Посмотрим, повторят ли куски IX - Х - XI - XII ту же схему движения жеста, что мы имели в кусках III - IV, и если да, то в каком новом аспекте это произойдет. Первые три четверти первого такта падают на крупный план IX. Эти три четверти такта падают на вступительный аккорд -"площадку", как мы его называли. И изображение, которое ему вторит, кажется увеличением с первых трех четвертей куска VI: крупный план бородача (Игната) на густом фоне копий - здесь, как четыре копьносца - там, оставшиеся пять четвертей фразы падают на кадр X. И фон этого куска сравнительно с предыдущим рисуется почти свободным от копий (их в восемь раз меньше, чем в кадре IX): налицо такое же "облегчение", как было в "кулисах" правой части кадра VI сравнительно с его левой стороной. Любопытно, однако, что толчки, которыми возрастал "свод", тоже присутствуют и здесь - и при этом вовсе неожиданным образом, а именно:

в виде... толчков пара, последовательно вылетающих из прерывисто дышащей глотки. Однако же основное, чем проигрывается здесь наш "свод", - это, конечно, нарастающее напряжение, которое дано здесь в игре - в нарастающей игре волнения.

Таким образом, здесь появляется еще новый фактор воплощения нашего "жеста" - психологически-игровой, идущий через нарастание чувств.

Но это воплощение можно рассматривать и как объемное. Ибо здесь в переходе с кадра Х к кадру XI, аналогичному "падению" III - IV, мы имеем не менее резкий скачок от крупного и объемного плана молодого лица, повернутого в сторону аппарата (Савки), снова к общему плану мелких фигур, повернутых спиной к аппарату и смотрящих вдаль. Скачок здесь дан не только через "падение" масштаба, но еще и через оборот фигур.

Эти два кадра Х и XI аналогичны правой и левой сторонам одного кадра VII. Каждая из половинок кадра VII там представлена здесь целым кадром аналогичного звучания. Естественно, что они представлены здесь обогащенно и отяжеленно (сравним VII и XI или отрезок горизонта в VII с целым куском пустого поля кадра XII).

В остальном же они ведут игру совершенно одинаковую. Любопытно, что в куске XII также фигурирует отстук флажков куска IV или бликов куска VIII: здесь они даны по вертикали через полоски, отделяющие белые полосы от серых на поверхности снега.

Итак, мы видим, что одна и та же схема жеста, устанавливающая синхронность внутреннего движения музыки и изображения, пластически предстала перед нами во всех вариациях:

тонально (кадр I),

линейно (кадр III),

пространственно (кулисами кадров VI - VII),

игрово и объемно (поведением внутри кусков IX - Х и пластически в переходе Х - XI).

Так же различного рода вариациями игралось и само тревожное ожидание врага: смутно, "общо" и невысказанно, через свет I и линию III, мизансценой, группировкой VI - VII и, наконец, вплотную открытой нарастающей игрой VIII - IX - X.

Осталось оговорить лишь еще один нетронутый кусок V. По ходу разбора он уже был назван "переходным". Тематически он именно таков:

это переход от князя на скале к войскам у подножия.

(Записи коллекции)
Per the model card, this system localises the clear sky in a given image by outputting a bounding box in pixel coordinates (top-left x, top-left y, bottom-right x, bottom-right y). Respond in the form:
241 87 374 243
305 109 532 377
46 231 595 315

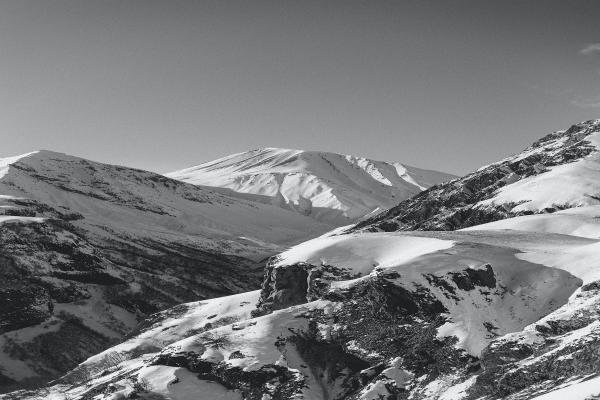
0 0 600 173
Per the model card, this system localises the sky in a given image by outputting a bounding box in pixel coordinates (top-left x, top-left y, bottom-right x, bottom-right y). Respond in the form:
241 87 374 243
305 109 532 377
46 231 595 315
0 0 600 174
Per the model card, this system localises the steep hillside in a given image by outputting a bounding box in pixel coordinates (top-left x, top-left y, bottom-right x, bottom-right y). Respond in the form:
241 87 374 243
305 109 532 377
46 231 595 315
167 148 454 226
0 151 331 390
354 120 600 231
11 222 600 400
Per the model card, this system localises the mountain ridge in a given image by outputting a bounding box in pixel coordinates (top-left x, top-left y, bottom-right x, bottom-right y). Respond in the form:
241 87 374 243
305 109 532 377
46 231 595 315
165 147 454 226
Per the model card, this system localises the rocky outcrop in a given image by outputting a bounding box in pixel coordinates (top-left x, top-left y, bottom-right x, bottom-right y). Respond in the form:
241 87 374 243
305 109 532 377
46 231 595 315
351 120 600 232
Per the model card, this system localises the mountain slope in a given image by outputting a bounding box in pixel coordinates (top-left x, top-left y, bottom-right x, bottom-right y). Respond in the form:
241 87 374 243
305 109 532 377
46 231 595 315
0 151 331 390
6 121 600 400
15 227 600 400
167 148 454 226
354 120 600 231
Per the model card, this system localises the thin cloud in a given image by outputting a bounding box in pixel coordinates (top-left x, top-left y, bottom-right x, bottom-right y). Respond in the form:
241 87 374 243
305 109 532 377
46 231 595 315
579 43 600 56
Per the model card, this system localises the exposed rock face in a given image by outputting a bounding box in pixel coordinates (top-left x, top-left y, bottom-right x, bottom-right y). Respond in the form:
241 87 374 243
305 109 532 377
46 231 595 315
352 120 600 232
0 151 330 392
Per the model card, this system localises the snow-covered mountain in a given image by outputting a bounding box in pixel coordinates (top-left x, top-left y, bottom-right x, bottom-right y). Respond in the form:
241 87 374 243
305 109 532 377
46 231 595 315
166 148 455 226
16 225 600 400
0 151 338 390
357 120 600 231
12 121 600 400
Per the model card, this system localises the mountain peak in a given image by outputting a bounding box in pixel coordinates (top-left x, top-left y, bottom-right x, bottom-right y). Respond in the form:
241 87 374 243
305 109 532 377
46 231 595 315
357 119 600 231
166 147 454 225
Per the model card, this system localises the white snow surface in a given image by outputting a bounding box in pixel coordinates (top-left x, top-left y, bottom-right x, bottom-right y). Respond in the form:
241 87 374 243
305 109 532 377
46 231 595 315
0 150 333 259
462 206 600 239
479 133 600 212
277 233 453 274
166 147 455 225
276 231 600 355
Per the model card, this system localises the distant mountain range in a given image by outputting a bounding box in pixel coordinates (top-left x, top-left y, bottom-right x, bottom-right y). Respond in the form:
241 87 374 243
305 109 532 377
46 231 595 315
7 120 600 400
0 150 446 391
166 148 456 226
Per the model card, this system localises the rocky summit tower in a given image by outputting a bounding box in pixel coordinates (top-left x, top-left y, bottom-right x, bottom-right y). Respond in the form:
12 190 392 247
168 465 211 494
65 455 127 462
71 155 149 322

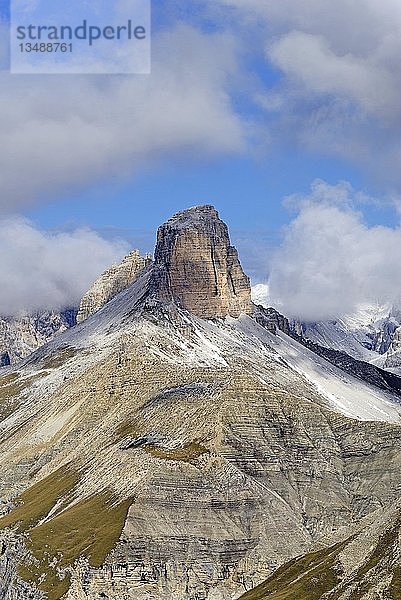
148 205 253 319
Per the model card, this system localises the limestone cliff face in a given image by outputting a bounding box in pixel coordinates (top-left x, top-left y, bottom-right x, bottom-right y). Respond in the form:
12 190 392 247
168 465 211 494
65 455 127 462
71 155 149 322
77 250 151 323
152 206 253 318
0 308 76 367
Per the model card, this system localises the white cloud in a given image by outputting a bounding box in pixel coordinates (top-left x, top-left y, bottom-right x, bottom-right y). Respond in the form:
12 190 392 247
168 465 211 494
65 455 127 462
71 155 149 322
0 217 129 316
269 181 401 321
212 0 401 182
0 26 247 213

- _Задание 1_:
Перечислите все вариации, в которых, согласно разбору монтажных кусков, схема жеста пластически предстала перед зрителем, указав для каждой соответствующие кадры.
- _Задание 2_:
Возобновите разбор монтажных кусков, начав сразу после его последнего предложения.
Приведенные данные здесь никак не используются.

- _Результат 1_:
- тонально (кадр I);
- линейно (кадр III);
- пространственно (кулисами кадров VI–VII);
- игрово и объемно (поведением внутри кусков IX–X и пластически в переходе X–XI).

- _Результат 2_:
Музыкально он тоже переходит из одной тональности в другую, что тематически вполне обосновано. Наконец, и чисто пластически он таков же. Здесь в единственном куске на протяжении всего эпизода мы имеем обратную фигуру того, что мы назвали "сводом": она в левой стороне кадра, а не в правой; служит контуром не для легкой части кадра, а для тяжелой; и движется не вверх, а вниз, в полном соответствии с музыкой, где это же выражено движением вниз кларнет-баса на продолжающемся фоне тремолирующих скрипок.

Однако вместе со всем этим кадр не может целиком вырываться из общей картины; не может целиком противопоставляться, ибо тематическое содержание его (князь на скале) связано в единстве с тематическим содержанием прочих кадров (русские войска у подножия скалы).

Иначе обстояло бы дело, если бы в этом куске фигурировал бы элемент антагонистической темы, например, врагов-рыцарей. Тогда резкая врезка, умышленное разрывание общей ткани было бы не только "желательно", но и закономерно необходимо. Именно так, резким звуком врывается дальше тема противника (см. описание выше). А дальше "стычка" тем обоих противников скрещивается поединком из сталкивающихся кусков. Сперва она идет как столкновение монтажных кусков, резко противоположных по композиции и по строю: белые рыцари - черные русские войска; неподвижные русские войска - скачущие рыцари; открытые живые, переживающие лица русских - закованные, железные маски вместо лиц у рыцарей и т. д.

Эта мысль о столкновении врагов сперва дана как столкновение контрастно скомпонованных монтажных кусков: так решается эта первая вводная фаза боя - боя, решенного пока без физически игрового соприкосновения войск, но вместе с тем боя, уже звучащего через столкновение пластических элементов оформления обоих антагонистов.

Конечно, ничего подобного между куском V и всеми остальными быть не может. И кстати же сказать, несмотря на то, что все признаки куска V противоположны всем признакам других кусков, он все-таки не выскакивает и не вырывается из их единства. Чем же это достигнуто?

Очевидно, не чертами самого куска, который, как мы видели, всеми своими чертами отрывается от других.

Что же тем не менее "впаивает" его в их среду? Искать этого надо, видимо, за пределами самого куска. И если мы взглянем на весь развернутый фронт изображений, то мы быстро обнаружим, что есть еще два куска, которые в более слабой степени прочерчивают ту же самую перевернутую кривую свода, характерную для спадающей линии черной скалы куска V:

Рис. 14

Расположены эти куски по разные стороны от куска V, то есть один из них по времени предшествует ему, другой - следует за ним.

Другими словами, один кусок пластически подготовляет появление куска V. Другой - снова сводит его "на нет".

Оба куска как бы "амортизируют" его появление и исчезновение, которые без них были бы чрезмерно резкими.

При этом оба куска еще и равно удалены от куска V (по количеству промежуточных между ними изображений).

Эти куски: кусок II и кусок VIII.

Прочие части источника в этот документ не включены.